» RECORD SET
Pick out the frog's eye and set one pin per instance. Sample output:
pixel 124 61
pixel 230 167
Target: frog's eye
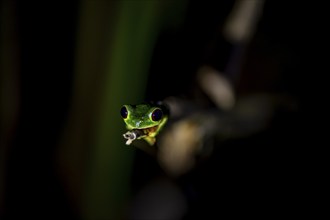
pixel 157 114
pixel 124 112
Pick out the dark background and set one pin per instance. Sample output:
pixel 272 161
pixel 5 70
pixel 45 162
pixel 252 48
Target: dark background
pixel 268 172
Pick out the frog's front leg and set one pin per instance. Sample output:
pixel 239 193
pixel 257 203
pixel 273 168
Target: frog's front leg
pixel 151 140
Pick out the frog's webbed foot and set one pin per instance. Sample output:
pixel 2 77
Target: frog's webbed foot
pixel 132 135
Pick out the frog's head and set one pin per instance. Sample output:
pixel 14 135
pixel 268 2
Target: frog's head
pixel 143 117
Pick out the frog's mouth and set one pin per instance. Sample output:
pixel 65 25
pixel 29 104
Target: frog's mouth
pixel 139 133
pixel 148 131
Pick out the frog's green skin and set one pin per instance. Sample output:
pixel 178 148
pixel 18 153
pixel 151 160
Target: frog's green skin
pixel 140 118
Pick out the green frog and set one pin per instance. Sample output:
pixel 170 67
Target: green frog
pixel 144 121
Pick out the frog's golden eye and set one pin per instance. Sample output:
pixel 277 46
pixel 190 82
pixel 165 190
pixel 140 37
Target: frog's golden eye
pixel 157 114
pixel 124 112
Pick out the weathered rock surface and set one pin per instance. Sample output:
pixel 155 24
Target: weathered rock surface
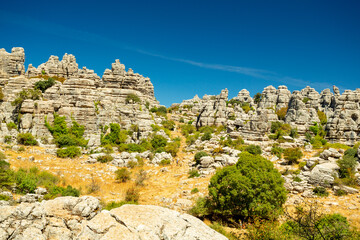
pixel 81 218
pixel 243 117
pixel 89 100
pixel 12 64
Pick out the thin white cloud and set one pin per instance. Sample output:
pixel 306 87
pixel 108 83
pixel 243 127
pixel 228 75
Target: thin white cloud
pixel 71 33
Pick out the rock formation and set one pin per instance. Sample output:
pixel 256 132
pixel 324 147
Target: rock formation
pixel 82 218
pixel 252 121
pixel 12 64
pixel 95 102
pixel 79 94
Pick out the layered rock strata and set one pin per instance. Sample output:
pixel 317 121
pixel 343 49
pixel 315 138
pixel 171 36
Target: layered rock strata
pixel 81 218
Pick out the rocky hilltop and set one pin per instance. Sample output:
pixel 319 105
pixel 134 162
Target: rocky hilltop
pixel 95 102
pixel 78 93
pixel 251 118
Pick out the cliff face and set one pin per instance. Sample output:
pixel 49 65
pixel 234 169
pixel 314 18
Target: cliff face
pixel 95 102
pixel 243 117
pixel 83 95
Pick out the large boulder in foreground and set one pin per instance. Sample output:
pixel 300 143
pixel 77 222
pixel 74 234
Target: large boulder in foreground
pixel 81 218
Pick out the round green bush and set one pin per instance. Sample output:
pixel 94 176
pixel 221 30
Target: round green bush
pixel 252 188
pixel 158 141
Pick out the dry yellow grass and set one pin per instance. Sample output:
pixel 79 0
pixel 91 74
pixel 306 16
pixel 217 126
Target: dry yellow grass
pixel 170 184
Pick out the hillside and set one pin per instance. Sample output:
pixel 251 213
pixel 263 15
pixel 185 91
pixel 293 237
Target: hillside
pixel 109 138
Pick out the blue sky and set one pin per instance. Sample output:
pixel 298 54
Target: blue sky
pixel 196 47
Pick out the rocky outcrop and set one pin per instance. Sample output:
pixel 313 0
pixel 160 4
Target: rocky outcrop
pixel 79 94
pixel 12 64
pixel 81 218
pixel 243 117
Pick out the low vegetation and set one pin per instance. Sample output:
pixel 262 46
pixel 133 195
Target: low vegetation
pixel 27 180
pixel 251 189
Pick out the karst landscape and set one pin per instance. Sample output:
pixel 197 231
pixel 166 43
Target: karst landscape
pixel 180 120
pixel 90 157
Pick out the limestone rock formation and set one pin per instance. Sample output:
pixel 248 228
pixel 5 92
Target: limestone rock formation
pixel 12 64
pixel 79 94
pixel 252 121
pixel 82 218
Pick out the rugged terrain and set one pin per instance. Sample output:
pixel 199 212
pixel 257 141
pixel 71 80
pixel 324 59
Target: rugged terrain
pixel 117 118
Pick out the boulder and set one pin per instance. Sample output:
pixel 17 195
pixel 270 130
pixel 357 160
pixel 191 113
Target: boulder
pixel 323 174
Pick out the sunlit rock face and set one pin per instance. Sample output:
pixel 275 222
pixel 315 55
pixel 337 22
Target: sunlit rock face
pixel 78 93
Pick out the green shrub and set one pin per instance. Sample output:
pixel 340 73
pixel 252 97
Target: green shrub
pixel 25 181
pixel 1 94
pixel 64 136
pixel 206 136
pixel 201 208
pixel 250 189
pixel 132 195
pixel 26 139
pixel 2 157
pixel 302 165
pixel 7 178
pixel 297 179
pixel 320 191
pixel 194 190
pixel 198 156
pixel 305 100
pixel 11 125
pixel 69 152
pixel 173 148
pixel 340 192
pixel 276 150
pixel 58 191
pixel 257 97
pixel 7 139
pixel 107 149
pixel 132 98
pixel 293 133
pixel 322 117
pixel 159 111
pixel 140 178
pixel 132 147
pixel 116 135
pixel 4 197
pixel 168 124
pixel 347 163
pixel 187 129
pixel 122 175
pixel 44 84
pixel 190 139
pixel 254 149
pixel 165 162
pixel 281 113
pixel 193 173
pixel 158 141
pixel 132 164
pixel 105 158
pixel 33 94
pixel 292 155
pixel 246 107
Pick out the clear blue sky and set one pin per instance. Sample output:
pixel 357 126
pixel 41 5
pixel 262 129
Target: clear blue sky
pixel 196 47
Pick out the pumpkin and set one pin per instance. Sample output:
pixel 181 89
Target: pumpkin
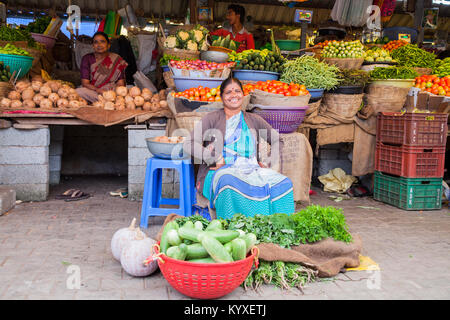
pixel 122 237
pixel 135 253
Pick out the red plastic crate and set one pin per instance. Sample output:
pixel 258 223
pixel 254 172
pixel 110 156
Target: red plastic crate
pixel 413 129
pixel 410 161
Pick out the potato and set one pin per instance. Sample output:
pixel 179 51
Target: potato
pixel 53 97
pixel 27 94
pixel 62 103
pixel 15 104
pixel 46 103
pixel 45 90
pixel 121 91
pixel 14 95
pixel 37 98
pixel 5 102
pixel 135 91
pixel 29 104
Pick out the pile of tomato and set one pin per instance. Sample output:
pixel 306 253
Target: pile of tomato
pixel 200 94
pixel 278 87
pixel 395 44
pixel 200 65
pixel 434 84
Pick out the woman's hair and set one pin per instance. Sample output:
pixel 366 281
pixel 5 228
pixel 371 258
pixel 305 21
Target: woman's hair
pixel 228 81
pixel 100 33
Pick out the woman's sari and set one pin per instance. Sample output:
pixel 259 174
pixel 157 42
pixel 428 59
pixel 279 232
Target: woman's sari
pixel 105 73
pixel 242 186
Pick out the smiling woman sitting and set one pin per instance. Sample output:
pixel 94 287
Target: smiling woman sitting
pixel 230 176
pixel 101 70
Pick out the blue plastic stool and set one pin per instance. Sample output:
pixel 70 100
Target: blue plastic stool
pixel 152 199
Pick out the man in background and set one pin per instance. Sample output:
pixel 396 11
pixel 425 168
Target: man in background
pixel 237 32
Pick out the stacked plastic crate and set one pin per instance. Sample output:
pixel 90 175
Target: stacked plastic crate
pixel 410 159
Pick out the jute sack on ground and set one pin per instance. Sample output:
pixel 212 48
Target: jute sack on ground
pixel 259 97
pixel 327 256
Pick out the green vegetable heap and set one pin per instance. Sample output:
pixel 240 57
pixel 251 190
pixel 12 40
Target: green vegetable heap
pixel 225 42
pixel 381 73
pixel 39 25
pixel 193 40
pixel 262 60
pixel 310 72
pixel 12 49
pixel 204 242
pixel 353 78
pixel 442 67
pixel 343 49
pixel 412 56
pixel 5 73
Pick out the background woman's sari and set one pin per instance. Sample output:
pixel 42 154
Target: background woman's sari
pixel 242 186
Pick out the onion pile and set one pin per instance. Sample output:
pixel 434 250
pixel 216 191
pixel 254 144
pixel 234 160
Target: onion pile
pixel 40 94
pixel 134 98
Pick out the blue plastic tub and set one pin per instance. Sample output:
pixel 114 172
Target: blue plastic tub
pixel 255 75
pixel 316 93
pixel 182 83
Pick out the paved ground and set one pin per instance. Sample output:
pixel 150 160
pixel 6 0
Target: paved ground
pixel 43 246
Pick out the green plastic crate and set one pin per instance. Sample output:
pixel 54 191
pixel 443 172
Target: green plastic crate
pixel 408 193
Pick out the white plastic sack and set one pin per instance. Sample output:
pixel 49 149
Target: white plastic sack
pixel 143 82
pixel 81 49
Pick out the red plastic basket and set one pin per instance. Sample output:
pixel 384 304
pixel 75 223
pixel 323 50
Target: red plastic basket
pixel 410 161
pixel 414 129
pixel 205 280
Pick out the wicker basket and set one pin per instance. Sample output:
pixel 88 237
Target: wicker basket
pixel 385 98
pixel 343 105
pixel 313 107
pixel 345 63
pixel 5 88
pixel 187 120
pixel 168 79
pixel 180 53
pixel 424 71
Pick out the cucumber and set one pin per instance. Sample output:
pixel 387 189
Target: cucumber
pixel 189 233
pixel 164 243
pixel 239 249
pixel 198 225
pixel 250 241
pixel 214 225
pixel 177 252
pixel 202 260
pixel 173 238
pixel 223 236
pixel 196 251
pixel 215 249
pixel 229 247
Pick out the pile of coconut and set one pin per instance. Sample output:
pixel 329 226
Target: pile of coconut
pixel 44 95
pixel 134 98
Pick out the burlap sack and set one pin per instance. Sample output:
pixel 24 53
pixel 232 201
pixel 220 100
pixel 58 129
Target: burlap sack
pixel 328 256
pixel 259 97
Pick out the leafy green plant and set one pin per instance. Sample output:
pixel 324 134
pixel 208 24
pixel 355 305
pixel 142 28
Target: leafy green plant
pixel 315 223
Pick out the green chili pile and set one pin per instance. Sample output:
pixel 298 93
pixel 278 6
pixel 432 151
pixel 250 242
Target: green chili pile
pixel 381 73
pixel 412 56
pixel 311 73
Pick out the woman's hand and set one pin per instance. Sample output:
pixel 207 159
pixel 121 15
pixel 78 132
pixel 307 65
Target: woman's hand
pixel 219 164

» BRIEF
Reproduce exactly the lines from the one with "pixel 387 189" through the last line of the entries, keeping both of those lines and nothing else.

» RESPONSE
pixel 387 189
Target: cucumber
pixel 189 233
pixel 164 243
pixel 239 249
pixel 198 225
pixel 250 241
pixel 214 225
pixel 177 252
pixel 202 260
pixel 173 238
pixel 223 236
pixel 196 251
pixel 215 249
pixel 229 247
Pick out the pile of coconut and set one pin per instance. Sample output:
pixel 329 226
Target: pile of coconut
pixel 44 95
pixel 134 98
Pick out the burlap sack and set one pin per instance. Sample output:
pixel 24 53
pixel 232 201
pixel 220 100
pixel 58 129
Target: burlap sack
pixel 328 256
pixel 259 97
Pick out the leafy green plant and set one pin per instance. Sample output:
pixel 324 134
pixel 208 24
pixel 355 305
pixel 142 28
Target: leafy green plant
pixel 315 223
Pick out the green chili pile and set one pin per instance. Sample output:
pixel 298 93
pixel 278 6
pixel 432 151
pixel 250 242
Target: green chili pile
pixel 381 73
pixel 412 56
pixel 311 73
Pick out the woman's hand and set one pin per instance. Sample output:
pixel 207 159
pixel 121 15
pixel 78 132
pixel 307 65
Target: woman's hand
pixel 219 164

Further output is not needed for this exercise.